[Source records]
-=-=-

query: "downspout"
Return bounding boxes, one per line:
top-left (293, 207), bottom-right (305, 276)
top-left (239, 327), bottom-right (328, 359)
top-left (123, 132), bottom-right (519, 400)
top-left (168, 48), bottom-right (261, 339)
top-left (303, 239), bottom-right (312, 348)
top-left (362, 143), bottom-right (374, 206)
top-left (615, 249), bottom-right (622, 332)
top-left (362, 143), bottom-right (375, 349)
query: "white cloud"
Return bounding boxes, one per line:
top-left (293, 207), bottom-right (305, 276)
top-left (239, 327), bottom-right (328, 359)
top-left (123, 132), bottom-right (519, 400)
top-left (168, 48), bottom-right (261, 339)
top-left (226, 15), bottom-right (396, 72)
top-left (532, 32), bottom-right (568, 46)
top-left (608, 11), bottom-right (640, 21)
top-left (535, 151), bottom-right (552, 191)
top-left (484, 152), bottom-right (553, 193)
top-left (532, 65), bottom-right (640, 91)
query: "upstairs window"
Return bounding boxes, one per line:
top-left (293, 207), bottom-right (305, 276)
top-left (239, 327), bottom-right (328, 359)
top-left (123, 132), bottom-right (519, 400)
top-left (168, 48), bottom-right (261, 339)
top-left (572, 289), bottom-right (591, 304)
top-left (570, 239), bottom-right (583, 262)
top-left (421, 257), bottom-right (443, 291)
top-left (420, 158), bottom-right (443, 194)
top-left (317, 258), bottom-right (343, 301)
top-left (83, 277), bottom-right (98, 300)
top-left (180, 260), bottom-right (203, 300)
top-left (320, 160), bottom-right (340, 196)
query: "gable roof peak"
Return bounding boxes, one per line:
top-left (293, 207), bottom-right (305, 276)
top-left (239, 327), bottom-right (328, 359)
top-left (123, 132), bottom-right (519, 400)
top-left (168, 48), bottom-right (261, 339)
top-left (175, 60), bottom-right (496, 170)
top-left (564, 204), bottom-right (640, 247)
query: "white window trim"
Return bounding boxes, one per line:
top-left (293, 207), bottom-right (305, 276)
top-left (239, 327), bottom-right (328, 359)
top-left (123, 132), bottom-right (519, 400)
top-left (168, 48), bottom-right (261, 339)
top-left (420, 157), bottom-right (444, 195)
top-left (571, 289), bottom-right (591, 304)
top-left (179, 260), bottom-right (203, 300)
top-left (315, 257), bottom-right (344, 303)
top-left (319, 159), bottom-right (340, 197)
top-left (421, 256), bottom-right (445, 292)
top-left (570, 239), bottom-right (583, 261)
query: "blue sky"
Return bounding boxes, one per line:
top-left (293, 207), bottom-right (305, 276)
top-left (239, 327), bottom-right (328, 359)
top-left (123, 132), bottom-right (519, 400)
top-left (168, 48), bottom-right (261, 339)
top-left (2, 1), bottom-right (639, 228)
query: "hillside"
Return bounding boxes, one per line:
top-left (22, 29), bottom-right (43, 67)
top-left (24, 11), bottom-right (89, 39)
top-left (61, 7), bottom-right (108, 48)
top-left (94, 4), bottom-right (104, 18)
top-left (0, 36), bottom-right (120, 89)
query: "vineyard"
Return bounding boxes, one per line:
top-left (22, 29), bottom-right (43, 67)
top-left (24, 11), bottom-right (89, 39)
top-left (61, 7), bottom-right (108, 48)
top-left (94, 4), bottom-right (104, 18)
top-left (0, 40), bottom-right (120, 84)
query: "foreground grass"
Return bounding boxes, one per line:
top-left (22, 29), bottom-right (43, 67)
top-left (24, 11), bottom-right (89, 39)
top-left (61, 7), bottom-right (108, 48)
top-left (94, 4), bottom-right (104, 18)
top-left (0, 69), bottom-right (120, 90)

-=-=-

**Problem:** Give all the lines above again, exactly.

**Answer section:**
query: "downspout"
Return bounding boxes, one per line:
top-left (293, 207), bottom-right (305, 276)
top-left (239, 327), bottom-right (328, 359)
top-left (123, 132), bottom-right (519, 400)
top-left (168, 48), bottom-right (261, 339)
top-left (303, 239), bottom-right (312, 348)
top-left (362, 143), bottom-right (374, 206)
top-left (615, 249), bottom-right (622, 332)
top-left (362, 143), bottom-right (375, 349)
query: "white cloud"
Return bounding boxes, one per line:
top-left (293, 207), bottom-right (305, 276)
top-left (239, 327), bottom-right (328, 359)
top-left (123, 132), bottom-right (519, 400)
top-left (168, 48), bottom-right (261, 339)
top-left (226, 15), bottom-right (396, 72)
top-left (532, 32), bottom-right (568, 46)
top-left (608, 11), bottom-right (640, 21)
top-left (535, 151), bottom-right (552, 191)
top-left (484, 152), bottom-right (553, 193)
top-left (532, 65), bottom-right (640, 91)
query: "upstairs window"
Return bounding boxes, one per line:
top-left (293, 207), bottom-right (305, 276)
top-left (239, 327), bottom-right (328, 359)
top-left (123, 132), bottom-right (519, 400)
top-left (168, 48), bottom-right (261, 339)
top-left (572, 289), bottom-right (591, 304)
top-left (570, 239), bottom-right (583, 262)
top-left (421, 257), bottom-right (443, 291)
top-left (420, 158), bottom-right (443, 194)
top-left (317, 258), bottom-right (343, 301)
top-left (83, 277), bottom-right (98, 300)
top-left (180, 260), bottom-right (203, 300)
top-left (320, 160), bottom-right (340, 196)
query: "gable roof peak"
Return bounding boxes, one per line:
top-left (293, 207), bottom-right (305, 276)
top-left (239, 327), bottom-right (328, 359)
top-left (123, 132), bottom-right (519, 400)
top-left (168, 48), bottom-right (261, 339)
top-left (175, 60), bottom-right (496, 170)
top-left (564, 204), bottom-right (640, 247)
query: "white window trim"
Return bounding boxes, one per line:
top-left (293, 207), bottom-right (305, 276)
top-left (239, 327), bottom-right (328, 359)
top-left (123, 132), bottom-right (519, 400)
top-left (168, 48), bottom-right (261, 339)
top-left (420, 157), bottom-right (444, 195)
top-left (571, 289), bottom-right (591, 304)
top-left (179, 260), bottom-right (203, 300)
top-left (315, 257), bottom-right (344, 303)
top-left (319, 159), bottom-right (340, 197)
top-left (421, 256), bottom-right (445, 292)
top-left (570, 239), bottom-right (583, 261)
query: "blue sky"
Return bounding boxes, one per line:
top-left (293, 207), bottom-right (305, 276)
top-left (239, 327), bottom-right (328, 359)
top-left (123, 132), bottom-right (519, 400)
top-left (168, 48), bottom-right (261, 339)
top-left (2, 1), bottom-right (639, 228)
query: "hillside"
Return bounding boxes, one per line:
top-left (22, 29), bottom-right (43, 67)
top-left (24, 11), bottom-right (89, 39)
top-left (61, 7), bottom-right (108, 48)
top-left (94, 4), bottom-right (104, 18)
top-left (0, 36), bottom-right (120, 89)
query: "vineyard"
Return bounding boxes, one per line:
top-left (22, 29), bottom-right (43, 67)
top-left (24, 11), bottom-right (89, 39)
top-left (61, 7), bottom-right (108, 48)
top-left (94, 4), bottom-right (104, 18)
top-left (0, 40), bottom-right (120, 84)
query: "foreground grass"
Return bounding boxes, one per line:
top-left (22, 29), bottom-right (43, 67)
top-left (24, 11), bottom-right (89, 39)
top-left (61, 7), bottom-right (108, 48)
top-left (94, 4), bottom-right (104, 18)
top-left (0, 69), bottom-right (120, 90)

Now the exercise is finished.